-- The input follows --

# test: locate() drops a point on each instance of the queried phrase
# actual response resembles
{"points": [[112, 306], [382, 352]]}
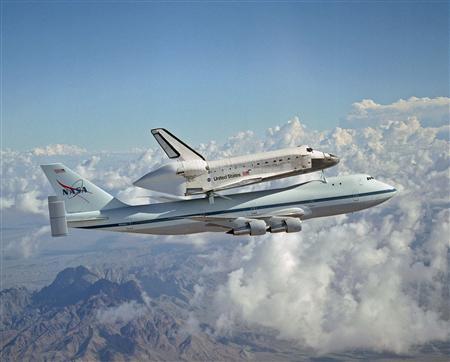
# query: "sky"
{"points": [[100, 75]]}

-- The input concluded --

__Task to complete__
The reply must hold each line of the records verbatim and no pictures.

__Answer space__
# test: locate() drops a point on each instance of the queried phrase
# actual response resembles
{"points": [[112, 306], [382, 352]]}
# query: "sky"
{"points": [[100, 75]]}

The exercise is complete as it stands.